**Point labeling dataset excerpts**

## BEGIN

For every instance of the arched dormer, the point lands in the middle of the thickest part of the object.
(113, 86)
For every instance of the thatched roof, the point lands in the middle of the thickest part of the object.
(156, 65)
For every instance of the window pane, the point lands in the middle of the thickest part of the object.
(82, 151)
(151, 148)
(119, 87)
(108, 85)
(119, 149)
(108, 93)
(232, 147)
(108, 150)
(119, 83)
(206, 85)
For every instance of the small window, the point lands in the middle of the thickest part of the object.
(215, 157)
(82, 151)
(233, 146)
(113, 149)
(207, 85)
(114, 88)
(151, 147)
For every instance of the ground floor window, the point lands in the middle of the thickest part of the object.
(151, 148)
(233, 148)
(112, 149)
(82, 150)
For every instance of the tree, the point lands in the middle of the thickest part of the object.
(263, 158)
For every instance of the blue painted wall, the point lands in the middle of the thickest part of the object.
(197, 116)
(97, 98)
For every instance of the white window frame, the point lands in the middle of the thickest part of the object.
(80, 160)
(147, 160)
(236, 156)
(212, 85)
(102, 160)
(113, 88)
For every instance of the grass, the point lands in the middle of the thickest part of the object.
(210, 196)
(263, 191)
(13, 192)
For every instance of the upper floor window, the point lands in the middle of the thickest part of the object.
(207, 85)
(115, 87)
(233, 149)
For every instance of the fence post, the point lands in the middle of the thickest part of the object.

## END

**STATED GOAL**
Your task is to repeat the data exactly; please include every line.

**TASK RESULT**
For every instance of the arched dormer, the point lands in the middle of the thickest part of the object.
(113, 86)
For every instance of the thatched roof, the point lands in the middle of the thickest part of the object.
(156, 65)
For every instance of the window pane, the point lands in the middle of the thickest part of the object.
(82, 151)
(151, 148)
(119, 87)
(108, 85)
(119, 149)
(108, 93)
(232, 147)
(108, 150)
(119, 83)
(206, 85)
For every instance of the small window, the point lands in the middle of the thickest part of the object.
(215, 157)
(82, 151)
(233, 146)
(113, 149)
(207, 85)
(114, 88)
(151, 147)
For every instance of the ground floor window, the point lands in the middle of the thickest part of the object.
(151, 148)
(233, 148)
(112, 149)
(82, 150)
For every instance of the tree, the point lands in the middle of the thickest part of the object.
(263, 158)
For every instance of the blue painted wall, the point lands in the middle of the thickest part of the object.
(197, 116)
(97, 98)
For every instance of the white window frame, the point lands in the middle of the thickest part of the object.
(80, 160)
(147, 160)
(236, 156)
(212, 85)
(102, 160)
(113, 88)
For every instance of the grass, the point lands in the middle of the thickest part of the object.
(210, 196)
(263, 191)
(13, 192)
For every instance of the upper floor window, the point lands in the middle of the thickest part of the object.
(207, 85)
(115, 87)
(233, 149)
For every instance of the fence post, the point lands in the middle of the thickest part of the object.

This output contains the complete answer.